**Your instructions**
Locate the line that contains "Mark one point per instance of the yellow", then copy it and all later lines of the data below exactly, through the last one.

::::::::

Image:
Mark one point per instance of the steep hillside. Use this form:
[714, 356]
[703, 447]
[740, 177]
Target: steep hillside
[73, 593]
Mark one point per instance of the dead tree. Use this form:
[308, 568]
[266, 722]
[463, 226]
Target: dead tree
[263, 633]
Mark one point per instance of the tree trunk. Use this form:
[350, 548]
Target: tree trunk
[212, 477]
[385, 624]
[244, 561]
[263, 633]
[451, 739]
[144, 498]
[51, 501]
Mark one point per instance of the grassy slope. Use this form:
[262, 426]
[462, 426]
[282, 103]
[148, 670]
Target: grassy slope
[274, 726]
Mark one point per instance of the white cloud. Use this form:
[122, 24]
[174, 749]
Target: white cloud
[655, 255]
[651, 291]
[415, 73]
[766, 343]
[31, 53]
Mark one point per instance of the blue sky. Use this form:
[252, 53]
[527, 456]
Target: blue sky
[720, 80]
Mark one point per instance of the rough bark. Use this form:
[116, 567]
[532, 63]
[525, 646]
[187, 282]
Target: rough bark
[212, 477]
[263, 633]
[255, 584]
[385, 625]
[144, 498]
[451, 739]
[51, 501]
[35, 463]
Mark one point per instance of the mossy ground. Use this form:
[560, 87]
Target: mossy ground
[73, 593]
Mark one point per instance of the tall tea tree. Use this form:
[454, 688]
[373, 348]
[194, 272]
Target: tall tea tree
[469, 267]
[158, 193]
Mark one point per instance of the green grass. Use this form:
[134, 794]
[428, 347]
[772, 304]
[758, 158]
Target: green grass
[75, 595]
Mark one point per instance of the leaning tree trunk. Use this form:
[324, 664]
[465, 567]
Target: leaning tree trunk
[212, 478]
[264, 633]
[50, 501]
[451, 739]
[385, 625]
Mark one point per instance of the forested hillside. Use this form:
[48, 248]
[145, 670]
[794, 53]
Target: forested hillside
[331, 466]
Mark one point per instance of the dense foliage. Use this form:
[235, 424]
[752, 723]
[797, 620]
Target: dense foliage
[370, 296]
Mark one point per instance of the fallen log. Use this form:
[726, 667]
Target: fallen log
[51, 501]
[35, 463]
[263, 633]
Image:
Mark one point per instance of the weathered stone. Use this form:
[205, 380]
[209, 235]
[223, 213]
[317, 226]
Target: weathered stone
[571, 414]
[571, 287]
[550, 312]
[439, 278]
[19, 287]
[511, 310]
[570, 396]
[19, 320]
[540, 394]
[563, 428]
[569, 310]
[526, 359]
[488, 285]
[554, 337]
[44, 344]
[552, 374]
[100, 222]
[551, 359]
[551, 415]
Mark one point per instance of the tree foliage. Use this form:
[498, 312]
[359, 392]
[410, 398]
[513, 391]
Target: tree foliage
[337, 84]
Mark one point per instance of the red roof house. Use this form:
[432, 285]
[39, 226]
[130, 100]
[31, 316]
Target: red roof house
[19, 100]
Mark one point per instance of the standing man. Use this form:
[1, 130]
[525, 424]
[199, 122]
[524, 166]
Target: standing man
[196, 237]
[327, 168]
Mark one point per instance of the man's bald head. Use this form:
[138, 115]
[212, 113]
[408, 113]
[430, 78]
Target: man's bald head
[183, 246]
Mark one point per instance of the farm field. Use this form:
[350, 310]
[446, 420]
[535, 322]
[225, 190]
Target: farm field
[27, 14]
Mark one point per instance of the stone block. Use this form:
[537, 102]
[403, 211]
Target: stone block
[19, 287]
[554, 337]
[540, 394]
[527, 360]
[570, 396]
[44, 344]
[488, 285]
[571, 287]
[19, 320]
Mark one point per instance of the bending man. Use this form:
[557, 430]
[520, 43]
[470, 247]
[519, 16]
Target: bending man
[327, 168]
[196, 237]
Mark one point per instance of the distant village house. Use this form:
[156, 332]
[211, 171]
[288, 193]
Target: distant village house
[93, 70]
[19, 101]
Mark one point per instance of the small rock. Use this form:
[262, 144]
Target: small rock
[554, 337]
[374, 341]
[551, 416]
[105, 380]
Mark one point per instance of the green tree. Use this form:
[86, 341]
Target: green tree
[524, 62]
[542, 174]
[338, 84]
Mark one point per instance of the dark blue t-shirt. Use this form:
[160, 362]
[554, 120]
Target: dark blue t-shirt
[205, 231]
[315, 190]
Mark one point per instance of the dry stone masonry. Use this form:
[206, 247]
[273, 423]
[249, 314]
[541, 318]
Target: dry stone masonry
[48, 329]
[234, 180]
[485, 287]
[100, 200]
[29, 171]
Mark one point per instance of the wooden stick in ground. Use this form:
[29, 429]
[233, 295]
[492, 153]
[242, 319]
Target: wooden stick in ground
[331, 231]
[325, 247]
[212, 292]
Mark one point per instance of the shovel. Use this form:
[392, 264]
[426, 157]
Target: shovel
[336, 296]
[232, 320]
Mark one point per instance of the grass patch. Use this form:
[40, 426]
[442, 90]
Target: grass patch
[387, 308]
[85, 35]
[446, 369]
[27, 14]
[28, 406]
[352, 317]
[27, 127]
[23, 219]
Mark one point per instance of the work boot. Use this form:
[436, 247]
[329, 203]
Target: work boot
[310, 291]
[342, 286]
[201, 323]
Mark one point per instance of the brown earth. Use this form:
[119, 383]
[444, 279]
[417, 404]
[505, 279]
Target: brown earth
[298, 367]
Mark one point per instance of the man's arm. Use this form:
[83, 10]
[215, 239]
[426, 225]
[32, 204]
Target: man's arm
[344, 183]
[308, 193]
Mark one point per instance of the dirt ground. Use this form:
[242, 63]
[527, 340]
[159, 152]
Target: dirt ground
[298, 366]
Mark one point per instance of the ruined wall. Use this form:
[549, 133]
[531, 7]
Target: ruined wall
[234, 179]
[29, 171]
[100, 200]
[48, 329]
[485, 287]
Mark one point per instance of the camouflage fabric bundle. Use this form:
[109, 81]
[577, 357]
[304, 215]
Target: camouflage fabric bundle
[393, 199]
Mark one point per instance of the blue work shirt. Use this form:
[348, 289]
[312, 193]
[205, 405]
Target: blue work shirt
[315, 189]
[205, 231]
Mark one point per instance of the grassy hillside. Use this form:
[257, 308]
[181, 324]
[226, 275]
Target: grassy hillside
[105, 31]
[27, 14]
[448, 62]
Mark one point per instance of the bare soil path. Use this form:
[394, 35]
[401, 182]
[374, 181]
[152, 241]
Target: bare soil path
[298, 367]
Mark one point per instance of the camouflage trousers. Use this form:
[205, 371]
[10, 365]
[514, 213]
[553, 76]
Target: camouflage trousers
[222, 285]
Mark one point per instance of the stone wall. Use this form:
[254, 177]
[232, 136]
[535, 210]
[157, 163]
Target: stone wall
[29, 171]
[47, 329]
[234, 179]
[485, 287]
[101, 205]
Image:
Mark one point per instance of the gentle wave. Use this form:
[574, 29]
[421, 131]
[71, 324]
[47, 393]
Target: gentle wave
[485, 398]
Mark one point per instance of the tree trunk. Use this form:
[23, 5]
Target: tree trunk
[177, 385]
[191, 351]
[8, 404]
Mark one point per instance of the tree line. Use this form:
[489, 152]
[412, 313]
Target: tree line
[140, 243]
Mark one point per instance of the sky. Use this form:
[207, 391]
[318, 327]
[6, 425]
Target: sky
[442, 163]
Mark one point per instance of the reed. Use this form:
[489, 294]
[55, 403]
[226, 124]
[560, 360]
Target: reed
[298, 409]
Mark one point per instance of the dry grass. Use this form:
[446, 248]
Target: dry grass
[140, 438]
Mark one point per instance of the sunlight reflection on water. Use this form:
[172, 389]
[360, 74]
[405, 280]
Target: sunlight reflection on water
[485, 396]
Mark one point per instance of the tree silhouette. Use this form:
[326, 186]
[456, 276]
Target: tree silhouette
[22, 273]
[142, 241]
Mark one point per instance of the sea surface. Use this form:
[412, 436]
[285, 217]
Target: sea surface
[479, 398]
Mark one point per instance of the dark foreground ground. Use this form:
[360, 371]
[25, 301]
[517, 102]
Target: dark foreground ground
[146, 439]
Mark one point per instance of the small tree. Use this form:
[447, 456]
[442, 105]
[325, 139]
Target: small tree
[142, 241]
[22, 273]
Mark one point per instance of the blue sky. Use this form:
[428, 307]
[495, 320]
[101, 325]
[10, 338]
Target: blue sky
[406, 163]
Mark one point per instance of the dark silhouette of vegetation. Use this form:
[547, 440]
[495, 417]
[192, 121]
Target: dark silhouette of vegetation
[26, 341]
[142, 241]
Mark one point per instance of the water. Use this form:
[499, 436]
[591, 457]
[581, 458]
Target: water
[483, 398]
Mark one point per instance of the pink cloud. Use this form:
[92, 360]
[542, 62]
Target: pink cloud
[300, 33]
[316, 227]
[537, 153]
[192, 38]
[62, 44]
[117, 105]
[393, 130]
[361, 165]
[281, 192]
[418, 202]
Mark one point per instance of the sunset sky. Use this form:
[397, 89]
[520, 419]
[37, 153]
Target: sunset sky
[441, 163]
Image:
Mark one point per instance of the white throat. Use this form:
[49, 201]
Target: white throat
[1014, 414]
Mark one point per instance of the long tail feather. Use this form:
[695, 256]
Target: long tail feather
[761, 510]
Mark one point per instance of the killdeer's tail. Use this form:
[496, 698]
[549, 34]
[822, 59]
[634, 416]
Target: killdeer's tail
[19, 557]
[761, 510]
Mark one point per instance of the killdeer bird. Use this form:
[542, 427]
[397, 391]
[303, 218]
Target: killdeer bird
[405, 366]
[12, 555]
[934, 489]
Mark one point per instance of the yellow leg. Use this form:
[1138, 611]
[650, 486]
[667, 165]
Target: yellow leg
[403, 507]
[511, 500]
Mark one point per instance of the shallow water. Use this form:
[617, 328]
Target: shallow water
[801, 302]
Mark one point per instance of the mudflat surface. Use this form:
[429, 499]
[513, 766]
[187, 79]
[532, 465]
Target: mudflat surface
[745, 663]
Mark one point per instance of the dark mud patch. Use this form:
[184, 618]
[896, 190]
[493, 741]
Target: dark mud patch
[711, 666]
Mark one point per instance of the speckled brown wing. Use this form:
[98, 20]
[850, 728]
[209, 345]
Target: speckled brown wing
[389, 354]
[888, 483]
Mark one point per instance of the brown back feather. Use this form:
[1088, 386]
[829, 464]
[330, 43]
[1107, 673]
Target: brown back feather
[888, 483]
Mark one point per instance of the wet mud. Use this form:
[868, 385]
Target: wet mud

::::::::

**Solved problem**
Mark one point per instance of the yellow leg. Use this form:
[1138, 611]
[650, 486]
[667, 165]
Target: yellow leg
[403, 507]
[511, 500]
Mark one point per instance of the shallow water. Use this form:
[617, 328]
Target: shallow water
[801, 302]
Mark one point per instance of the mudflat surface. Use this form:
[429, 499]
[513, 766]
[187, 79]
[532, 465]
Target: mudflat surface
[745, 663]
Mark one point per instance of the dark mud patch. Use this form:
[184, 618]
[896, 190]
[493, 741]
Target: dark mud patch
[711, 666]
Mark one point per instance of the speckled brown wing. Use this form:
[98, 20]
[850, 728]
[209, 345]
Target: speckled brown wing
[389, 354]
[888, 483]
Mark one point per instance of the brown back feather. Use this form:
[1088, 386]
[829, 464]
[330, 43]
[1107, 673]
Target: brown back feather
[888, 483]
Mark one point per instance of the wet mud. Use this form:
[868, 385]
Target: wet mud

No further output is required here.